Some records:
*-*-*

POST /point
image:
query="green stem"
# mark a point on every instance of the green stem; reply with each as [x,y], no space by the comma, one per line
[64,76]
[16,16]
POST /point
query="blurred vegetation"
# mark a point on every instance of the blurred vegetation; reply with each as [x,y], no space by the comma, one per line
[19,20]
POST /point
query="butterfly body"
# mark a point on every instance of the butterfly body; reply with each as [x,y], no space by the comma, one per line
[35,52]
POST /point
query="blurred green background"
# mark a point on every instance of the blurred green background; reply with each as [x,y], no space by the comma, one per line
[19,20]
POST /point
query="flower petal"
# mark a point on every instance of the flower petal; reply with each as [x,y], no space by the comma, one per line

*-*-*

Your task is to print all of the records exactly.

POST /point
image:
query="green stem"
# mark a point on every instance of the green stem; reply with each as [x,y], no space by the comma, one per line
[64,76]
[16,16]
POST /point
query="blurred vegetation"
# mark a point on every instance of the blurred vegetation; reply with each as [x,y], no space by the comma, one per line
[19,20]
POST /point
query="butterfly body"
# mark a point on every instance of the butterfly body; reply with each as [x,y], no space by the comma, one per line
[35,52]
POST /point
query="blurred green background"
# mark a point on every instance of the blurred green background; reply with each as [x,y], no space by the comma, one per line
[19,20]
POST /point
query="flower petal"
# mark a point on every instance of the flower petal; reply with each as [x,y], no space by the comma, one per line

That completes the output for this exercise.